- _PROMPT_
Omit the pictures and return every entry exactly as written.

- _EXTRACTED ENTRIES_
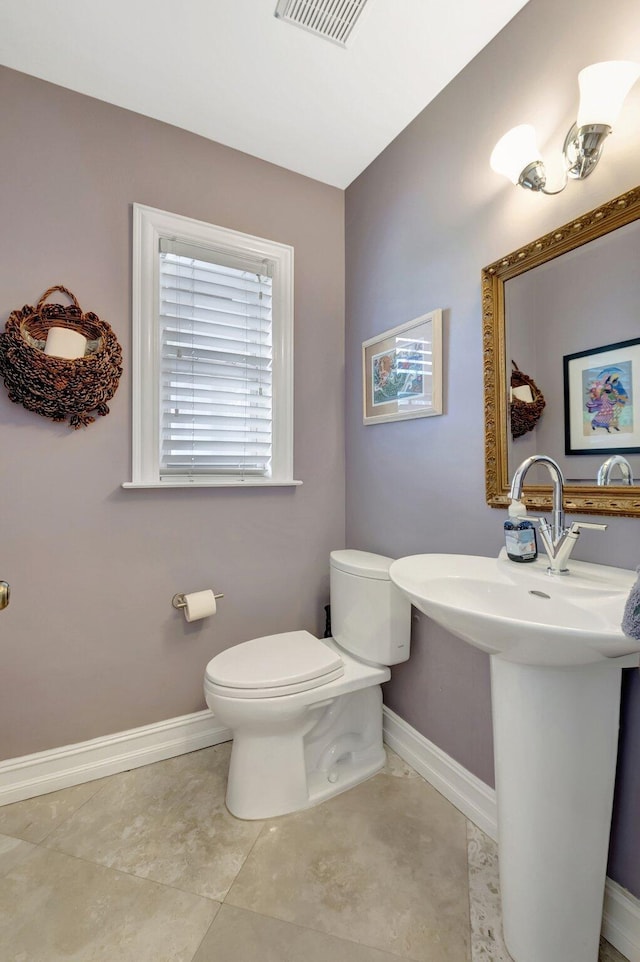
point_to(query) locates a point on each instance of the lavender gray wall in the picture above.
(421, 222)
(90, 643)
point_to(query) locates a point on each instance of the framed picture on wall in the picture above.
(602, 399)
(402, 371)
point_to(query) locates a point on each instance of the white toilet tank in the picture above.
(370, 617)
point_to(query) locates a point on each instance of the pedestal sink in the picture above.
(557, 651)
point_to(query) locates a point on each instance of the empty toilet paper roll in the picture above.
(199, 604)
(65, 343)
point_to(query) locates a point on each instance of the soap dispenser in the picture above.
(520, 534)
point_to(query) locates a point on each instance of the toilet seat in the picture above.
(274, 665)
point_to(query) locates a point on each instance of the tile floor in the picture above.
(148, 866)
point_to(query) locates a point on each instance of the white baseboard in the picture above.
(476, 801)
(48, 771)
(469, 794)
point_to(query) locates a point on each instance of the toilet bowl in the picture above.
(306, 713)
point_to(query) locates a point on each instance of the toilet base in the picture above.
(335, 746)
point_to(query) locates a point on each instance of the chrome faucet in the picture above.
(606, 469)
(558, 540)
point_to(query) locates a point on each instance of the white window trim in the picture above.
(149, 225)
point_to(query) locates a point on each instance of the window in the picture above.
(212, 355)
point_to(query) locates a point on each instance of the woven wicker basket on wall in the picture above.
(525, 414)
(57, 388)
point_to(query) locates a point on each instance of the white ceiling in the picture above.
(230, 71)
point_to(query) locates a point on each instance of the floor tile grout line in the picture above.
(329, 935)
(91, 797)
(120, 871)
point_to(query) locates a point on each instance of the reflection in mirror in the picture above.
(565, 310)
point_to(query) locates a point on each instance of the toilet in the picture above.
(306, 713)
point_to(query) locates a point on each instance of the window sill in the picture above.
(253, 483)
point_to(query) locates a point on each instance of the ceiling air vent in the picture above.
(332, 19)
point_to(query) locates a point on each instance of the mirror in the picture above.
(566, 309)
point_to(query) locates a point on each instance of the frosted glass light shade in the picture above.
(514, 152)
(603, 88)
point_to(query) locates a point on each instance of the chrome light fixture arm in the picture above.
(603, 88)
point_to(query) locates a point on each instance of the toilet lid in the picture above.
(294, 661)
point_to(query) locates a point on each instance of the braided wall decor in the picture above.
(525, 414)
(54, 387)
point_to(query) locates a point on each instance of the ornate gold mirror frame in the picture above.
(587, 499)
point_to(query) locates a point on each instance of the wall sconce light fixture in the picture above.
(603, 88)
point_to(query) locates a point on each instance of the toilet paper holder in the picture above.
(178, 600)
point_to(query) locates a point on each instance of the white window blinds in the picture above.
(215, 328)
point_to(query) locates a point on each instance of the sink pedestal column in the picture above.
(556, 738)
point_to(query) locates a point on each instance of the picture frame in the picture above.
(602, 399)
(402, 371)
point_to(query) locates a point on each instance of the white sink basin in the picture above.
(556, 667)
(518, 611)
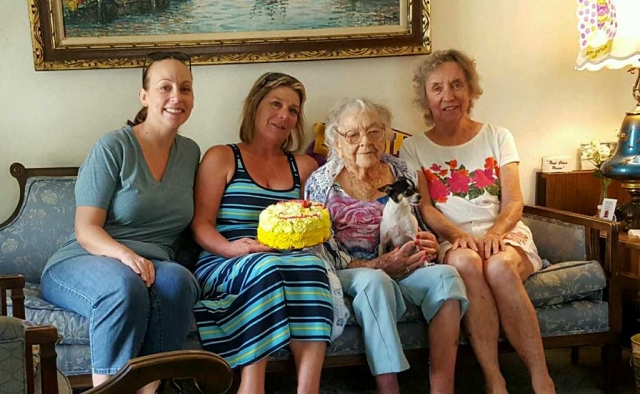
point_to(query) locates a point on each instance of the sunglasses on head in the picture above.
(272, 77)
(156, 56)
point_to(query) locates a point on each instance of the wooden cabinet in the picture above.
(576, 191)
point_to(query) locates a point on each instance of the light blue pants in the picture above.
(379, 301)
(126, 318)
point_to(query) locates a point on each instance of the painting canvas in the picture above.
(116, 33)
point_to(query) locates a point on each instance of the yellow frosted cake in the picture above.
(294, 224)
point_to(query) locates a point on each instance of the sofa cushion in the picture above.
(73, 328)
(43, 225)
(566, 282)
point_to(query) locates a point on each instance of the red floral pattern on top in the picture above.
(459, 181)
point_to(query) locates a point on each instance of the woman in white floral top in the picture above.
(469, 173)
(380, 285)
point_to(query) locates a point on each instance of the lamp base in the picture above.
(629, 212)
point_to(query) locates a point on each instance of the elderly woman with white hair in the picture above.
(382, 284)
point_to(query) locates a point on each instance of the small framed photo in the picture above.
(607, 208)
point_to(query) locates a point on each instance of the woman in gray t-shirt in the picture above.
(134, 195)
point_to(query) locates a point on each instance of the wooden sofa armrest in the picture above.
(211, 372)
(45, 337)
(602, 245)
(15, 283)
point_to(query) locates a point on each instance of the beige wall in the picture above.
(525, 53)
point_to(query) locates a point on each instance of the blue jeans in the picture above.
(126, 319)
(379, 301)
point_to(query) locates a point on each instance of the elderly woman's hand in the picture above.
(402, 261)
(427, 241)
(245, 246)
(490, 244)
(464, 241)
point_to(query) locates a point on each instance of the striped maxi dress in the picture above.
(254, 305)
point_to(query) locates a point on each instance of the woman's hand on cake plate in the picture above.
(245, 246)
(402, 261)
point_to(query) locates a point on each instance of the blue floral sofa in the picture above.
(577, 298)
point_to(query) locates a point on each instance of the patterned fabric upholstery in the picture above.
(567, 295)
(13, 378)
(43, 225)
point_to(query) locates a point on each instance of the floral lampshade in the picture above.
(609, 34)
(610, 37)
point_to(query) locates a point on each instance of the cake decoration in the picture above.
(294, 224)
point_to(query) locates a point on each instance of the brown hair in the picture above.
(149, 60)
(430, 64)
(266, 83)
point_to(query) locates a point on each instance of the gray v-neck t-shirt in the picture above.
(143, 214)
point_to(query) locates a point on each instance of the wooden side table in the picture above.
(575, 191)
(629, 281)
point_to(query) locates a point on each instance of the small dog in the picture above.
(398, 225)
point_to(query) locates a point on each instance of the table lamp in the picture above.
(610, 37)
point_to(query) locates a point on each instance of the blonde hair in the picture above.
(266, 83)
(430, 64)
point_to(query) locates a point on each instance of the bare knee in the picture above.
(467, 262)
(501, 270)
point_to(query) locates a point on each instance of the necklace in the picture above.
(364, 189)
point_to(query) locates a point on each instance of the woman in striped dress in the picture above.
(255, 300)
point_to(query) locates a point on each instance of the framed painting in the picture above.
(81, 34)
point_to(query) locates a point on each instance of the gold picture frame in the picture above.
(53, 51)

- _EXERCISE RESULT_
point_to(query) locates a point on each instance of the lavender gray wall in the picture above.
(421, 222)
(90, 643)
point_to(query) locates a point on each instance of the framed picture on wall in the picture above.
(602, 399)
(402, 371)
point_to(query) locates a point on each instance of the white toilet tank in the picture above.
(370, 617)
point_to(query) locates a point on each instance of the pedestal sink in the picture above.
(557, 651)
point_to(query) locates a point on each instance of the empty toilet paper roll in the picture above.
(199, 604)
(65, 343)
point_to(query) locates a point on each instance of the soap dispenser in the picture above.
(520, 534)
point_to(query) locates a point on each instance of the toilet seat in the picture above.
(274, 665)
point_to(query) locates a point on each instance of the tile floor in the picture above.
(148, 866)
point_to(query) locates a point on each instance of the white baseboard in the picture above.
(476, 801)
(48, 771)
(469, 794)
point_to(query) locates a point on each instance of the toilet bowl in the picture above.
(306, 713)
point_to(query) locates a point on each instance of the toilet base in the picture above.
(335, 746)
point_to(query) locates a point on each instance of the chrome faucet in the picture above.
(606, 469)
(558, 540)
point_to(query) locates a point on each instance of the white window trim in the picture above.
(149, 225)
point_to(query) locates a point on each instance of the window in the picture above.
(212, 355)
point_to(query) locates a point on each instance of the woven wicker basket on wall in the picture above.
(525, 414)
(57, 388)
point_to(query) locates a point on each instance of the white ceiling in the picture above.
(230, 71)
point_to(query) locates a point on each instance of the floor tile grout line in the picture above.
(329, 935)
(91, 797)
(120, 871)
point_to(query) locates a point on each instance of the reflection in mirror in the picture above.
(565, 310)
point_to(query) locates a point on each instance of the toilet in the picture above.
(306, 713)
point_to(query) locates a point on each instance of the window sill in the picture above.
(253, 483)
point_to(query) locates a point on each instance of the ceiling air vent in the picture above.
(332, 19)
point_to(query) locates a point on each instance of the mirror in the picture above.
(566, 309)
point_to(query) locates a point on each instance of the frosted glass light shade in the picture above.
(514, 152)
(603, 88)
point_to(query) locates a point on each instance of the chrome light fixture arm in the picture above.
(603, 88)
point_to(query) locates a point on each instance of the toilet lid in the picture above.
(294, 661)
point_to(query) locates a point on each instance of the braided wall decor in the picture above.
(525, 414)
(54, 387)
point_to(query) locates a point on each instance of the ornate gold mirror frame in the picture above.
(587, 499)
point_to(query) locates a point on each instance of the wall sconce light fixture in the picture above.
(603, 88)
point_to(query) locates a point on each instance of the toilet paper holder in the picture above.
(178, 600)
point_to(query) locates a point on each instance of the white window blinds in the picture above.
(215, 328)
point_to(query) locates a point on each instance of the sink pedestal column in the picture above.
(556, 738)
point_to(query) locates a point on each instance of the picture frame in the picture above.
(602, 399)
(402, 371)
point_to(query) locates a point on each instance of the white sink basin in the picture above.
(556, 667)
(518, 611)
point_to(query) locates a point on each instance of the sunglasses on head in the picture above.
(272, 77)
(156, 56)
point_to(query) locates a point on each instance of the wooden cabinet in the picture above.
(576, 191)
point_to(query) locates a point on each instance of the light blue pants in the picture above.
(379, 301)
(126, 318)
point_to(query) locates a point on each instance of the painting canvas in the picture above.
(116, 33)
point_to(query) locates a point on each instance of the yellow frosted cake in the picture above.
(294, 224)
point_to(query) locates a point on each instance of the sofa cushion in the picture above.
(73, 328)
(43, 225)
(566, 282)
point_to(query) locates a point on each instance of the red floral pattern on top in the picture above.
(459, 181)
point_to(query) locates a point on each instance of the woman in white floral top in the picture above.
(469, 173)
(380, 285)
point_to(query) locates a point on each instance of the lamp base in the picture above.
(629, 212)
point_to(query) locates a point on each instance of the elderly woman with white hair in the picture above.
(382, 284)
point_to(query) locates a point on each instance of the small framed photo in the picture above.
(607, 208)
point_to(query) locates a point on each instance of the woman in gray t-shirt in the picture above.
(134, 195)
point_to(query) locates a point on each instance of the wooden sofa armrest in the picture above.
(211, 372)
(45, 337)
(602, 245)
(15, 283)
point_to(query) locates a point on each instance of the beige wall in the picture above.
(525, 53)
point_to(query) locates a point on each instance of the blue jeans in the picture above.
(126, 319)
(379, 301)
point_to(query) locates a point on each instance of the elderly woman's hand in the picture above.
(402, 261)
(427, 241)
(245, 246)
(490, 244)
(464, 241)
point_to(query) locates a point on each instance of the striped maxi dress in the picture above.
(254, 305)
point_to(query) locates a point on each instance of the woman's hand on cake plate in the picture above.
(245, 246)
(402, 261)
point_to(query) locates a point on each instance of the blue floral sofa in the picture above.
(577, 298)
point_to(query) locates a point on each instance of the patterned fabric upholstery in the picture above.
(567, 295)
(13, 378)
(43, 225)
point_to(query) locates a point on each instance of the floral lampshade in the picture above.
(609, 34)
(610, 37)
point_to(query) locates a point on each instance of the cake decoration in the picture above.
(294, 224)
point_to(query) locates a point on each instance of the brown hair in the picture above.
(149, 60)
(430, 64)
(266, 83)
point_to(query) locates a point on each instance of the gray v-neck t-shirt in the picture above.
(143, 214)
point_to(query) locates a point on each instance of the wooden side table in the picture above.
(575, 191)
(629, 281)
point_to(query) locates a point on each instance of the small dog in the picture above.
(398, 225)
point_to(query) locates a point on each instance of the table lamp in the picture above.
(610, 37)
point_to(query) locates a point on each instance of the blonde hair in the picture above.
(266, 83)
(430, 64)
point_to(query) locates a point on each instance of the bare knee in the picture above.
(467, 262)
(501, 270)
point_to(query) locates a point on each instance of the necklace in the picture above.
(364, 189)
point_to(query) locates a point on each instance of the woman in striped dress in the picture above.
(255, 300)
point_to(query) locates a point on each instance of the framed painting in the picture above.
(81, 34)
point_to(query) locates a point on each instance of the gold picture frame in the picture above.
(53, 51)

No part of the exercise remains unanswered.